RECORDS SHOWN:

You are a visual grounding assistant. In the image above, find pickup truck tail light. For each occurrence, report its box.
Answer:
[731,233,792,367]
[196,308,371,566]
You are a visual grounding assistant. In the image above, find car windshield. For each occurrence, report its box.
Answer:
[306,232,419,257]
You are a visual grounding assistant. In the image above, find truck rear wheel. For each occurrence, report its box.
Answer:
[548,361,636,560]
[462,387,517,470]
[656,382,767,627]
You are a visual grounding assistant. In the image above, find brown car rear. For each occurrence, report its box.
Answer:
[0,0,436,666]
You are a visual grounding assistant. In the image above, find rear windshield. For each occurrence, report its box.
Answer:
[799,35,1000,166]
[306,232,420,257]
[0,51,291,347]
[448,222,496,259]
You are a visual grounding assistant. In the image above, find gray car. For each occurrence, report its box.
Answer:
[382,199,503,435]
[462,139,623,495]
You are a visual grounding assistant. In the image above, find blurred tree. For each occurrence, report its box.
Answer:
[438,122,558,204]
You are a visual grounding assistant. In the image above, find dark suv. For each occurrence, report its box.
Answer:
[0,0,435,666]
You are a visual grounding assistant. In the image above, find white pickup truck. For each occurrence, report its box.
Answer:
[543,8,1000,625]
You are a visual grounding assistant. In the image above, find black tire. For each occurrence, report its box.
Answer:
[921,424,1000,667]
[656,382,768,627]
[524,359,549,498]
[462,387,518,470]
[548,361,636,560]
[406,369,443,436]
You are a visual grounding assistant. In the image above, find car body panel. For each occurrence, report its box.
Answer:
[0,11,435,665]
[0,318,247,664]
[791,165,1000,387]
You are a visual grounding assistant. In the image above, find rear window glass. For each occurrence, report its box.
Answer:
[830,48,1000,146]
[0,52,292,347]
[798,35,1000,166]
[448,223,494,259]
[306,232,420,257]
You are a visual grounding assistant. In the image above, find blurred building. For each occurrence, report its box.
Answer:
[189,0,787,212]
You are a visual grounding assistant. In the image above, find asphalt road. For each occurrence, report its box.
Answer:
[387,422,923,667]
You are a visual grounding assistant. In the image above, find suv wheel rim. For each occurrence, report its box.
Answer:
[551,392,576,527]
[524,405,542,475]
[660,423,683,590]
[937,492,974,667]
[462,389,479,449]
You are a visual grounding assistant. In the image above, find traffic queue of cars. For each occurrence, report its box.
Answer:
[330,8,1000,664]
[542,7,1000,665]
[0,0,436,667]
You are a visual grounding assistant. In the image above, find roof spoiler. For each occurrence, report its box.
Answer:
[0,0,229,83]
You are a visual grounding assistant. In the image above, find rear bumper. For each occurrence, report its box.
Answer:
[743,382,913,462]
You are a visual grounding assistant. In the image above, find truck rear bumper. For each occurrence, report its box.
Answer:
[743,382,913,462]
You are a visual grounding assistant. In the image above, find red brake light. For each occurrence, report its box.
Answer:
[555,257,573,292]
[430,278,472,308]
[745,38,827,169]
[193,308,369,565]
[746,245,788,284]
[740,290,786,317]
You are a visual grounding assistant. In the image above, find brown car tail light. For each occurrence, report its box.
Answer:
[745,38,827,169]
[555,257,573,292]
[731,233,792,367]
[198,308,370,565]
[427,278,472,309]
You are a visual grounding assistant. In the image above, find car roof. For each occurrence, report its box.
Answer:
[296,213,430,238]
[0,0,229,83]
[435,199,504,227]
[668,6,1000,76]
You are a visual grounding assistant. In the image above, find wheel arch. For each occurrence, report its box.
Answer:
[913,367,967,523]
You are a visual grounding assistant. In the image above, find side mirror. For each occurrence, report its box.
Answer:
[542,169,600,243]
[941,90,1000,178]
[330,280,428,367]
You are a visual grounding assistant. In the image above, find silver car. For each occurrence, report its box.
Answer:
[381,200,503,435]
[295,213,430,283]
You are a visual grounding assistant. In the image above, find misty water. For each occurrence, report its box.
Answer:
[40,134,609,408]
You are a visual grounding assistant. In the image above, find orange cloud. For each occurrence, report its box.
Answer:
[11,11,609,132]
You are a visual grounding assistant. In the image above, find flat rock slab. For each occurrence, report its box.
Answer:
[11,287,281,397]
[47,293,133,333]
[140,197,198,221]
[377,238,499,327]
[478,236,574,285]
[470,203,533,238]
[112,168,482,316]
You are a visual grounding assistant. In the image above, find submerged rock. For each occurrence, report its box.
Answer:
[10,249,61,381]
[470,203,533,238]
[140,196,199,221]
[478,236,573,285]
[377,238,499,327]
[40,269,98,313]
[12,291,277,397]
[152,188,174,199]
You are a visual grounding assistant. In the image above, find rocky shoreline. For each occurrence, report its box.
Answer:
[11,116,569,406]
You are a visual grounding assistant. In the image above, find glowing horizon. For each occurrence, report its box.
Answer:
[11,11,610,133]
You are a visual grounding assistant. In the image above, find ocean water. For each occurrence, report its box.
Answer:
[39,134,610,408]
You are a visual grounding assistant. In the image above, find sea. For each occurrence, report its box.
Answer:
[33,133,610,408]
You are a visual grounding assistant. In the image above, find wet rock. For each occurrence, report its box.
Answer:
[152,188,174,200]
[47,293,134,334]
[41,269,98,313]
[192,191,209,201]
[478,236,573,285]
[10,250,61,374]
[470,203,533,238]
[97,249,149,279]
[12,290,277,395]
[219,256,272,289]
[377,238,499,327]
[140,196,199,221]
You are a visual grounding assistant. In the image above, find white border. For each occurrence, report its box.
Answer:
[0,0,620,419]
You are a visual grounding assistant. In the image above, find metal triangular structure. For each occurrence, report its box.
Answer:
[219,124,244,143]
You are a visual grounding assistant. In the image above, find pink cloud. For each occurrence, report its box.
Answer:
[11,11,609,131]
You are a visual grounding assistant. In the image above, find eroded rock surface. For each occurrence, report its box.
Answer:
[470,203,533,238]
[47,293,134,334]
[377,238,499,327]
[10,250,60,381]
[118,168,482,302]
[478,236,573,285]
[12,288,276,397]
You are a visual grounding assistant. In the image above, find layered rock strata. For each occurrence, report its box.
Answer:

AIM: Copy the records exactly as they appear, from the line with "suv. For each occurrence, report its box." to the line with "[406,369,443,436]", including both of those lines.

THE COMPLETED TASK:
You are a visual grounding assistant. In the image above, find dark suv. For each occurrence, report its box.
Answer:
[0,0,435,666]
You are a visual grounding assistant. In the image above, find white pickup truck. For each occurrence, report its box.
Answer:
[543,8,1000,625]
You are a visual grounding assistant. In the image above, find black tire. For each occurrence, report its box.
Answer:
[921,424,1000,667]
[656,382,768,627]
[524,359,549,498]
[462,387,518,470]
[548,361,636,560]
[406,369,443,436]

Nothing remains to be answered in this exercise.